Exercise requirements: Copy out the lines below, substituting "pin" for "marker" wherever it occurs and changing nothing else. Leave out the pictures.

Data provided:
____
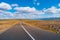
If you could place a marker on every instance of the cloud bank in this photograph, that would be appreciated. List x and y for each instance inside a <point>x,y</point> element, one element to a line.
<point>26,12</point>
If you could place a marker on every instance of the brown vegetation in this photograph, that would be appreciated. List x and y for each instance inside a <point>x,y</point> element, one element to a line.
<point>51,25</point>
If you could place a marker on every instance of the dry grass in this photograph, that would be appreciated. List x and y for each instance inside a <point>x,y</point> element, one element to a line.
<point>50,25</point>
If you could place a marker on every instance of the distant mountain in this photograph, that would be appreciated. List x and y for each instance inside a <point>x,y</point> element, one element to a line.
<point>48,18</point>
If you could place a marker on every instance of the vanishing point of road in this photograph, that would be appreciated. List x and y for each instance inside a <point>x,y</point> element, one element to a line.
<point>22,31</point>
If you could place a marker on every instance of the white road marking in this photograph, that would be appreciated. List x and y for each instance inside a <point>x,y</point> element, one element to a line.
<point>27,32</point>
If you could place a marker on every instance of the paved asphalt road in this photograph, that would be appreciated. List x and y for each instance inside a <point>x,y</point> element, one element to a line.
<point>22,31</point>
____
The result:
If you could place a pin on every instance of the cloud bank in this photograph, that would be appreciated. List x and y for each instance inside a <point>x,y</point> element, one element to a line.
<point>26,12</point>
If you could place a pin on every instance of the brown vegetation in this photograph, that would be appreciated. List x and y for each instance inside a <point>x,y</point> element, one element to a line.
<point>51,25</point>
If you could place a pin on every instance of the dry grass in this photograph, that would be appreciated. List x and y for each instance inside a <point>x,y</point> element, one element to a line.
<point>50,25</point>
If you could place a pin on every instance of the distant mountain in this photograph, that would be appreciated. List x and y for each instance inside a <point>x,y</point> element, one element to a line.
<point>48,18</point>
If you could place a pin on every instance of the vanishing point of road in this photograph, that would be appreciated. List x and y for each instance inside a <point>x,y</point> element, one element to a line.
<point>22,31</point>
If you could place a pin on every instance of the white road marking in this photograph, that would be appreciated. List x and y for each instance inside a <point>x,y</point> element, one element to a line.
<point>27,32</point>
If you could place a pin on every instance of the paved asphalt road in this photograph, that would be appreciated. List x and y for each instance inside a <point>x,y</point> element, one element to a line.
<point>22,31</point>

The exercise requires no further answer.